* **Written request 1**:
In two sentences, summarize the blog post on the Dominicans' 800th that appears below, before the records.

* **Source passage**:
Wednesday, December 14, 2016

On the Dominicans 800th

Editor's Note: Today's piece covers one of the greatest films of all time and comes to you from Michael Ware. You can follow him on Twitter @thecatholicgrad and on the interwebs at catholicgrad.blogspot.com.


Above: An awesome statue of St. Dominic from Malaga (I think, all rights reserved for whoever took the photo) (St. Dominic was from Spain)

          Few can argue the fact that the Catholic Church is one of (if not the) the oldest institutions on the planet; along with this, Catholic Charities is one of (if not the) largest charitable organizations on Earth. When it comes to religious orders, the Order of Preachers is one that is unique; Francis focused on poverty and simplicity, Benedict prayer. Yet, the Dominican Order is one that is an incredible synthesis of both; Dominic understood that it was important to be active, to preach the Gospel as Christ told us.  On the other hand, Dominic also knew (and loved) that it was important to spend time in contemplation, in prayer studying the scriptures. As Thomas Aquinas said "For even as it is better to enlighten than merely to shine, so to it is better to give others the fruits of one’s contemplation than merely to contemplate." Such an expression embodies the movement that is the Orders Preachers.
This is a world that is in desperate need of Truth; this is a people who have made the comment of Pilate their battle cry “What is Truth?” or as Aquinas stated “What is God?” Both of which are good questions, but require complete thinking (to quote Chesterton); because of the rapid pace of our society, with its soundbite information, it becomes impossible for us as rational, human creatures to even form a coherent thought, let alone a coherent sentence. Yet, it is important to remember that Truths do not change; opinions, on the other hand, do

In case you are expecting a biography of St. Dominic (whom I affectionately nickname Daddy Dominic), you’re not going to get one here; however, if you really don’t know about him, I recommend this http://www.newadvent.org/cathen/05106a.htm. Like Our Savior, he didn’t write much if anything (in fact, the only real quote we have was his last will and testament). However, he had a simple mission, which was to Praise God (Laudere), to Bless God (Benedicere), and to Preach (Predicare) the Gospel.

* **Data supplied**:

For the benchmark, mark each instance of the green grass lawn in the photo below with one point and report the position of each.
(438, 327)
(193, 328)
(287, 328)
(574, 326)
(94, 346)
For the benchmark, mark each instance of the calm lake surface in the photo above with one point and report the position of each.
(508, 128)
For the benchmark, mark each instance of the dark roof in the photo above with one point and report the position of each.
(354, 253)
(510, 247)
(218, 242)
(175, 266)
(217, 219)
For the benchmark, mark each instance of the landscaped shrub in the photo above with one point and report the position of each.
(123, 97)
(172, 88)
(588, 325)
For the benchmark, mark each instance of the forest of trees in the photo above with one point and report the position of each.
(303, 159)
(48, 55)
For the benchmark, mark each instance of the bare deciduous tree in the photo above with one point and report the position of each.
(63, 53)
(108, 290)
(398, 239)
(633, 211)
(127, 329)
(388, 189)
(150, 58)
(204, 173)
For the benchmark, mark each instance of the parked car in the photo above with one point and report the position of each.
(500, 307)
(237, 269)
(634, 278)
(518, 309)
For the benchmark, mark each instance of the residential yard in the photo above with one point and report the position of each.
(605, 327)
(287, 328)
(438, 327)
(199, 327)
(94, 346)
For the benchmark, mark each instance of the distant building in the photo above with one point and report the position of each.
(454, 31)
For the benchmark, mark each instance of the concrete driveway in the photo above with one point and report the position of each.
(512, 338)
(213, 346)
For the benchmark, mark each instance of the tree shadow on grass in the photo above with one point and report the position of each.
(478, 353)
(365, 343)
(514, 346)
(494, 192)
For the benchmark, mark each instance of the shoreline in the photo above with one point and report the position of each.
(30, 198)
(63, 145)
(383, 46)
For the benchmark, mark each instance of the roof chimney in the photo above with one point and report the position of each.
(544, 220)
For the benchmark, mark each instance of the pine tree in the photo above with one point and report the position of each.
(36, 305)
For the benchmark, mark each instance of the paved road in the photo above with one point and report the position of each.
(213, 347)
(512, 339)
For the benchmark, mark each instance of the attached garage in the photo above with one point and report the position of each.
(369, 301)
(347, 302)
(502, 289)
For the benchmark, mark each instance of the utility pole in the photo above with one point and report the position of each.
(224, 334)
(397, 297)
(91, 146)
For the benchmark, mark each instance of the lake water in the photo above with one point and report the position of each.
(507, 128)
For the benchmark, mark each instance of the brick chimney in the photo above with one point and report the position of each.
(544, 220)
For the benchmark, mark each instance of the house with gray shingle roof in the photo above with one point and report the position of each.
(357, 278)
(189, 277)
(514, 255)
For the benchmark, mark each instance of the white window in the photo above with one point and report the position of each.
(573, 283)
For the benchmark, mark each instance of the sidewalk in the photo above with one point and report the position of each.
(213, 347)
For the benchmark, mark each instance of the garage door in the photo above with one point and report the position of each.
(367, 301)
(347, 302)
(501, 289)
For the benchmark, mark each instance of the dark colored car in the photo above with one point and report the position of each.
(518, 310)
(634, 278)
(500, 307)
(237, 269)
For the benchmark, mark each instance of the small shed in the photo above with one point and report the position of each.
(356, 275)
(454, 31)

* **Written request 2**:
Collect every line of the records above that contains the word "dark", treating case as significant.

* **Task output 1**:
The post presents the Order of Preachers as a synthesis of active preaching and contemplative prayer, citing Aquinas's view that it is better to give others the fruits of one's contemplation than merely to contemplate. It holds that the world is in desperate need of Truth, which does not change as opinions do, and says St. Dominic's simple mission was to praise God, bless God, and preach the Gospel.

* **Task output 2**:
For the benchmark, mark each instance of the dark roof in the photo above with one point and report the position of each.
For the benchmark, mark each instance of the dark colored car in the photo above with one point and report the position of each.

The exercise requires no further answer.